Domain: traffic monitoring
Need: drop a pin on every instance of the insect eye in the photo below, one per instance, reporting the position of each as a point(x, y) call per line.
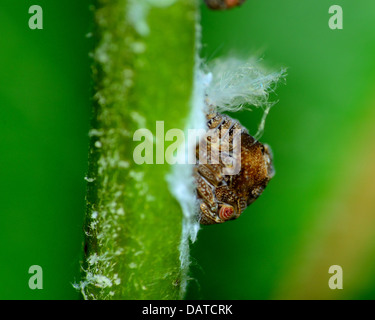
point(226, 212)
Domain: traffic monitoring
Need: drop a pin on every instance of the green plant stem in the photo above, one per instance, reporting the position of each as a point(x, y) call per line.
point(133, 225)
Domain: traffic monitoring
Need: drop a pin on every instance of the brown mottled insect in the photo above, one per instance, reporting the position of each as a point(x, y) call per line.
point(223, 4)
point(224, 197)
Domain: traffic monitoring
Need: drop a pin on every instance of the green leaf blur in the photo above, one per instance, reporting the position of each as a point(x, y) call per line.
point(318, 211)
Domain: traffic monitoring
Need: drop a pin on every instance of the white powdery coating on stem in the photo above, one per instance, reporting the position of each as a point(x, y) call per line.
point(181, 180)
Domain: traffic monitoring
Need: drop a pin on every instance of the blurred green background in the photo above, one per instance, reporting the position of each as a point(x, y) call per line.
point(318, 211)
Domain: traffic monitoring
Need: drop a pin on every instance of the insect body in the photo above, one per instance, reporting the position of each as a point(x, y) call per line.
point(223, 4)
point(223, 196)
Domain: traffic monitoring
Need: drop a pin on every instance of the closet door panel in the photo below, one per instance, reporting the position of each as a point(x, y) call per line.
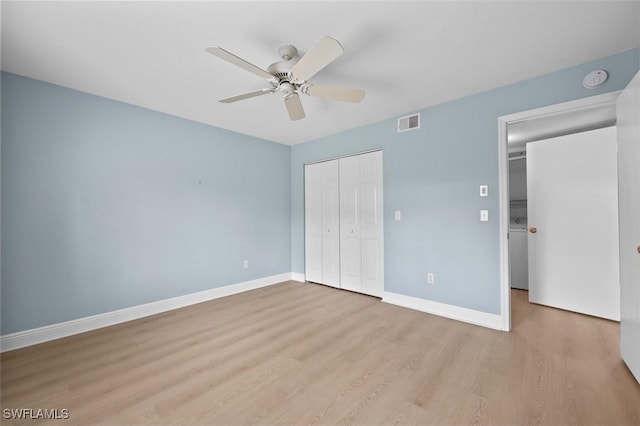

» DIRECTION
Can you render every line of the rows above as a Markdown table with the columns "No." and "Text", putting a line number in the first and the line itself in the second? Skip blank lines and leave the pictures out.

» THE SOLUTION
| No. | Text |
|---|---|
| 1 | Domain: traffic monitoring |
| 2 | Need: drop a pin on every instance of the insect eye in the photo below, one per instance, reporting the position of each as a point(x, y) call per line. |
| 3 | point(226, 212) |
| 4 | Domain: traffic monitoring |
| 5 | Need: drop a pin on every instance of the green plant stem in the photo above, one per instance, reporting the position of each as a point(x, y) call per line. |
| 6 | point(133, 225) |
| 7 | Domain: traffic monitoring |
| 8 | Need: drop a pin on every instance of the brown mottled insect in the photo above, one per instance, reporting the position of each as a point(x, y) call per line. |
| 9 | point(223, 4) |
| 10 | point(224, 197) |
| 11 | Domain: traffic monitoring |
| 12 | Need: drop a pin on every instance of the green leaf blur in the photo above, one per instance, reporting the position of each as a point(x, y) call per line. |
| 13 | point(318, 211) |
| 14 | Domain: traffic monitoring |
| 15 | Need: drop a pin on every instance of the white powdery coating on stem in the photo above, one per instance, reporting the position of each as a point(x, y) call per line. |
| 16 | point(181, 180) |
| 17 | Domain: traffic monitoring |
| 18 | Need: drop a pin on every instance of the blurred green background in the photo above, one per instance, reporting the position of each as a point(x, y) call per line. |
| 19 | point(318, 211) |
| 20 | Domain: traffic monitoring |
| 21 | Need: drop a pin on every instance of the insect body in the photo above, one per instance, reporting the position of each as a point(x, y) call per line. |
| 22 | point(223, 4) |
| 23 | point(223, 196) |
| 24 | Domain: traffic monitoring |
| 25 | Need: drop a pin on every instance of the closet door panel in the photo below, one per instance, reporting the position of each as a point(x, y) call per line. |